### [Problem to solve]
Rewrite every line between the lines holding "Presence check: is the fluorescent" and "[90,72,264,143]", inclusive. Multiply each bounding-box coordinate by 2.2 and round to a whole number, with halves rounded up, and leave all other lines unchanged.

Records from a data collection
(begin)

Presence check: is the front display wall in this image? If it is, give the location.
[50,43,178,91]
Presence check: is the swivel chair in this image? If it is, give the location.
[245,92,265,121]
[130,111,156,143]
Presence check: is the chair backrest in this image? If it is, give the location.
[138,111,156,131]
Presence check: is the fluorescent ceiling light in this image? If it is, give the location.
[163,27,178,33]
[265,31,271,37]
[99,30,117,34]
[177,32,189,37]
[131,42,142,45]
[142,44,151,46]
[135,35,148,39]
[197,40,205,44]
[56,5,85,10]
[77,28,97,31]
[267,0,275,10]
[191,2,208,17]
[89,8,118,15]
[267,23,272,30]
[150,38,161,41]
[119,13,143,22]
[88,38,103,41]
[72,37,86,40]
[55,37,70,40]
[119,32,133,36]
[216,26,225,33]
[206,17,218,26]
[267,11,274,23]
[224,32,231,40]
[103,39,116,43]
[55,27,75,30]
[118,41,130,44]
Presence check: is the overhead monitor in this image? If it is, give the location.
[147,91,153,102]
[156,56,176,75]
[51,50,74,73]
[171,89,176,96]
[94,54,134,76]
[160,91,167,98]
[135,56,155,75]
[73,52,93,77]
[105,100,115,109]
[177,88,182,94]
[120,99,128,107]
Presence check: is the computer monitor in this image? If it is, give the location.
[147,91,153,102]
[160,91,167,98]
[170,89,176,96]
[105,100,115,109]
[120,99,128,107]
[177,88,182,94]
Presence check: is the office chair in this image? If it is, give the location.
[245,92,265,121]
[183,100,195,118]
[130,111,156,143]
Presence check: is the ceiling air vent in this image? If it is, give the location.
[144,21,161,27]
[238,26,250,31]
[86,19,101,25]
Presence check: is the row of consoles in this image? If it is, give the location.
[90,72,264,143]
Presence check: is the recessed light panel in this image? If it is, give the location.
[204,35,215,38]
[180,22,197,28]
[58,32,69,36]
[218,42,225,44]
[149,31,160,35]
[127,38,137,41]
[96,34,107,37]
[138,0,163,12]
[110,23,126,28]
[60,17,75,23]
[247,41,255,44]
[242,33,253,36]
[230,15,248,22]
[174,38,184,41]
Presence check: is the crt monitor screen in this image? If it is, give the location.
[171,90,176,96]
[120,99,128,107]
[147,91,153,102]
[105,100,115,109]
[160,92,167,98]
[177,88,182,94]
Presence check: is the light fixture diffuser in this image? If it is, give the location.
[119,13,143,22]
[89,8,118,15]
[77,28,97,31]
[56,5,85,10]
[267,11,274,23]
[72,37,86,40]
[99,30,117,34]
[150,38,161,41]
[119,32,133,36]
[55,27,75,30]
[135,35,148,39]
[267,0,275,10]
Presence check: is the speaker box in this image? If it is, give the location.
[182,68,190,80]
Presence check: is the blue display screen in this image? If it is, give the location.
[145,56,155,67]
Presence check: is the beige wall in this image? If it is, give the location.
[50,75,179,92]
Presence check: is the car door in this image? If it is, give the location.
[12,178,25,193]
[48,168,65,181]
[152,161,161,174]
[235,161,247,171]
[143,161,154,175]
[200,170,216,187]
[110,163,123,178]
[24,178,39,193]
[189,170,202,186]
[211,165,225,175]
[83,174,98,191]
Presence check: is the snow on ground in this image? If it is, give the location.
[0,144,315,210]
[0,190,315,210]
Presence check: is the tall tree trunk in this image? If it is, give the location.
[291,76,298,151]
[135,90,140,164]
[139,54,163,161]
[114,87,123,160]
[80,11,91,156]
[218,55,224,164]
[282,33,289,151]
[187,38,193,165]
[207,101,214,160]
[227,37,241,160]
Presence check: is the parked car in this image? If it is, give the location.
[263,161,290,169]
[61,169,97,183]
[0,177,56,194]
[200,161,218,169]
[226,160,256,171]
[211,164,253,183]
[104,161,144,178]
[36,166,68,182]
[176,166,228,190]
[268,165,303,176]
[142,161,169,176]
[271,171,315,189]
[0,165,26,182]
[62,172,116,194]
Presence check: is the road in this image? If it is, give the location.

(end)

### [Output]
Presence check: is the fluorescent ceiling light in this image? If it is, give the location.
[359,59,392,73]
[583,68,596,81]
[218,66,257,75]
[389,70,416,81]
[288,92,312,99]
[312,97,332,101]
[297,77,326,86]
[433,88,451,97]
[123,11,187,22]
[169,62,213,68]
[587,0,605,22]
[420,4,458,37]
[196,18,260,33]
[587,51,598,66]
[330,84,354,90]
[262,29,315,48]
[194,84,227,90]
[158,81,189,88]
[121,81,154,88]
[262,70,293,79]
[475,57,495,73]
[453,37,480,57]
[587,24,603,51]
[493,70,508,88]
[227,86,255,95]
[121,59,165,66]
[260,90,286,97]
Presence check: is the overhead monitor in this image? If it is, give the location.
[323,200,337,224]
[343,123,387,165]
[112,110,163,161]
[376,196,387,211]
[207,119,295,167]
[352,200,367,216]
[297,123,341,165]
[161,114,205,169]
[231,220,253,240]
[389,194,400,207]
[264,218,282,235]
Presence check: is the computer monitor in this image? If it is, give the location.
[323,200,337,224]
[352,200,367,216]
[374,196,387,211]
[231,220,253,240]
[264,218,282,235]
[389,194,400,207]
Presence check: is the office chair in this image? If it is, give the location.
[539,202,583,266]
[403,220,429,260]
[286,244,343,315]
Presence check: is the ceiling air vent in this image? If it is, give the location.
[317,46,354,59]
[524,57,550,68]
[189,42,222,55]
Presence check: is the row of consoles in this image? If it is, give the location.
[198,158,581,315]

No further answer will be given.